EXERCISE DESCRIPTION | Resume the review of the film The Reader below, starting right after its last sentence.

That film is about Michael Berg (David Kross), a teenager in post-WWII Germany who becomes romantically involved with an older woman, Hanna Schmitz (Kate Winslet). Hanna is a tram conductor who looks nothing like a tram conductor. She also likes having sex with 15-year-old Michael, but she is not a pedophile. She is also hiding a few SECRETS.
One of those secrets is that she was a Nazi – specifically a concentration camp guard responsible for the death of 300 Jewish women. That doesn’t do much for her datability. But the other secret, the one they don’t advertise…
The one that’s so shocking, so emotionally jarring it will have you pondering every value you hold dear…
… Is that she can’t read. She’s illiterate. Hanna is a hot, illiterate Nazi.
I’m all for movies that tackle difficult subject matter from new perspectives, that attempt to elicit sympathy or at least understanding for people and events that are unquestionably monstrous. But when your movie hinges on the revelation that one of your main characters CAN’T READ? And the third act features a READING MONTAGE? Something has gone terribly wrong*.
Let’s be clear: what’s so ridiculous about this movie is not necessarily the literacy issue itself (it was in the book, and that was supposedly good) but rather the way it is handled with so little grace. Instead of expanding our perception of Hanna and Michael’s relationship, the shocking “truth” of the courtroom scene reduces it to an almost predictable Hollywood romance. With some minor tonal adjustments, it could have been a hilarious dark romantic comedy called I’m In Love With A Nazi. As is, it’s just emotionally dissonant crap.
I started to worry leaving the film when I realized that apart from frustration, I had registered almost no emotional response. This is a movie about the Holocaust, one of the most atrocious acts in human history – was I a monster for feeling next to nothing? Well, sort of. But a more accurate answer is “no, it’s the movie’s fault.” The Reader is an altogether polished and clean-looking and superficially well-constructed film… but one that’s almost totally sterile as a result. If it hits you, it does so academically – because you know you’re SUPPOSED to feel something. The courtroom scene does raise some provocative questions about the nature of evil and morality, but quickly stamps those out to service an all too predictable story. Even Hanna Schmitz could have telescoped the ending from a mile away, and SHE COULDN’T READ.

Don't look at me like that, Kate.
So Kate Winslet. As always, she does a fine job capturing the gray moral world of her character. She is equally effective in early and later scenes, playing both young and old Hanna with keen understanding. To feel genuine sympathy for this woman who helped exterminate people is no easy feat. But Winslet is an actor through and through, and most assuredly the best part of an otherwise schlocky movie.

MATERIAL PROVIDED |
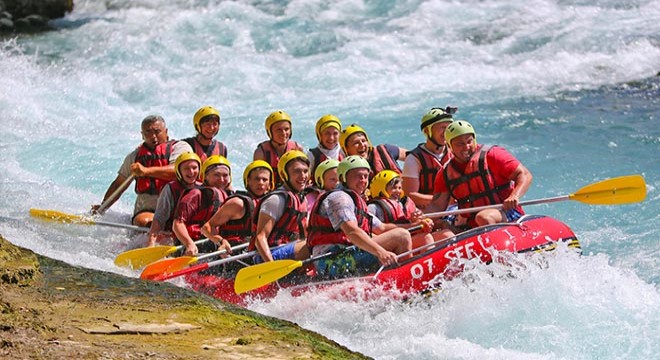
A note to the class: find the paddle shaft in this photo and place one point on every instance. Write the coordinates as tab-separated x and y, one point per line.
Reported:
106	204
497	206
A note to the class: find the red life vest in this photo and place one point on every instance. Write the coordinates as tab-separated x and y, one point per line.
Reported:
380	159
475	186
320	228
397	212
319	157
159	156
429	167
272	157
241	230
177	192
214	148
210	200
293	222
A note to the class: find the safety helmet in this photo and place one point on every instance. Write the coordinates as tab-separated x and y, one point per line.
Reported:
325	122
211	162
320	170
203	112
458	128
183	158
433	116
274	117
258	164
350	163
378	187
347	132
286	159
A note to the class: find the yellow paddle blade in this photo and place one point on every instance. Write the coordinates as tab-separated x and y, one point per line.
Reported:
614	191
256	276
53	215
167	266
139	258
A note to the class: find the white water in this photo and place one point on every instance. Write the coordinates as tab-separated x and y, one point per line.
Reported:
539	77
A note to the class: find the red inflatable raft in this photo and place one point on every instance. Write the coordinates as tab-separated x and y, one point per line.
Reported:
423	272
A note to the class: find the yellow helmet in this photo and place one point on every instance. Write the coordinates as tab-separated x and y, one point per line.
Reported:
213	161
203	112
183	158
378	187
274	117
347	132
286	159
325	122
436	115
258	164
349	163
320	170
458	128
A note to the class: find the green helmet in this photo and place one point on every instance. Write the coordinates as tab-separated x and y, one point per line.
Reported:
320	170
436	115
458	128
349	163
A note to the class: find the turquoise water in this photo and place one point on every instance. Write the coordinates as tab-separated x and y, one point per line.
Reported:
569	87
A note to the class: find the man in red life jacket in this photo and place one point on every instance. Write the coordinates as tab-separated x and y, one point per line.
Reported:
151	163
186	169
423	162
390	206
340	219
282	214
198	204
233	223
479	175
207	124
327	131
279	129
354	141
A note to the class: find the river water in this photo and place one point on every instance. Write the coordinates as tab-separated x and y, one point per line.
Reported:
569	87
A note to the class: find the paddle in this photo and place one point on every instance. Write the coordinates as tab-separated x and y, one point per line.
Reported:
258	275
139	258
175	264
203	266
53	215
106	204
615	191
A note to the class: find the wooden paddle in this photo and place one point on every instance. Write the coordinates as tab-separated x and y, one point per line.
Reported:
118	191
258	275
54	215
169	266
614	191
139	258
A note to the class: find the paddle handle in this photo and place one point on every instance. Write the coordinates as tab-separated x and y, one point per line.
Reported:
498	206
115	194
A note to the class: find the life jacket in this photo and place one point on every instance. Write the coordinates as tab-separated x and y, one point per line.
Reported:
380	159
177	190
429	165
319	157
291	225
214	148
320	231
159	156
272	157
475	186
394	211
210	201
241	230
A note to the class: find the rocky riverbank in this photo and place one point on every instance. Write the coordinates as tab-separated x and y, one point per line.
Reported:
51	310
30	15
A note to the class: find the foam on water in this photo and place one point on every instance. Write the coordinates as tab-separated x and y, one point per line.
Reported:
567	86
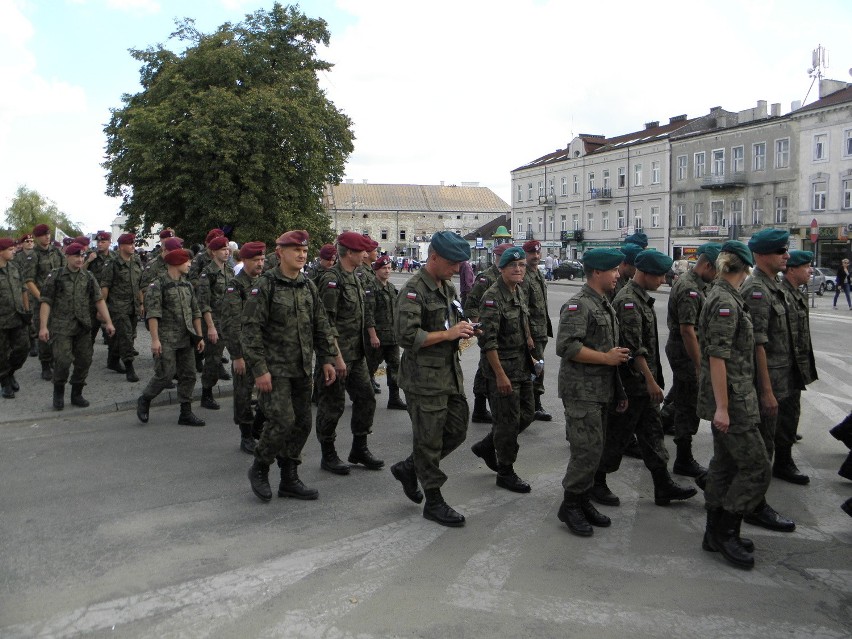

RESPONSE |
Her co-stars aren’t bad, either. Kross, as young Michael, navigates a very tough role with grace. It could have easily been very jokey and ridiculous (he’s having sex with a Nazi), but he tempers this as best he can. Ralph Fiennes, does well (I could have said “fiennes”) with what little time he has, but like everyone is brought down by the absurdities of the film. There’s not much you can do when you’re up against a reading montage.
So yeah – if you haven’t already done so, ignore this film. There are better Kate Winslet movies, better Stephen Daldry movies… even better reading movies, I think. (Probably not.) Life is too short to spend it fattening Harvey Weinstein’s wallet and/or stomach.
* (In an alternate dimension – where I’d like this film to be – its real trailer ends with an adorable flourish: close-up of Hanna slowly writing, on a piece of loose-leaf paper, the title of the film in crayon. Upbeat choir in the background. Credits.)
Tags: Kate Winslet, Nazis, Romantic Comedy, Stephen Daldry, The Reader
March 24, 2009 at 5:01 pm |
obviously this is not a film with the passion of Tennessee Williams
March 28, 2009 at 2:16 pm |
Nor is it a film that encourages you to have fun, you know, laugh, cry and express yourself but please don’t hurt each other!
April 5, 2009 at 2:33 am |
THANK YOU
April 7, 2009 at 4:04 am |
They should make a sequel called “The Reader: The Missing Chapter.” Where Ralph broodingly flashes back to where he read the entire Iliad (or an equally lengthy tome) to Hannah. And Kate can win by just sitting there, naked, making facial expressions the whole time. So great! And she won’t even have a word of dialogue!! Equally as riveting!!!
Genius, I know. Too bad EVERYONE knows sequels can never be better than the original… Sigh.
April 7, 2009 at 4:55 pm |
I like the idea of a sequel (The Reader 2: See Hanna Run), but think you can go EVEN FURTHER with a tie-in release ala The Animatrix or Tales of the Black Freighter. Get leading filmmakers to interpret various books Michael may have read to Hanna in their time together, really liven up the original’s palette. Motion capture… speed ramping… anime. I think this could kick open some doors for the Reader universe.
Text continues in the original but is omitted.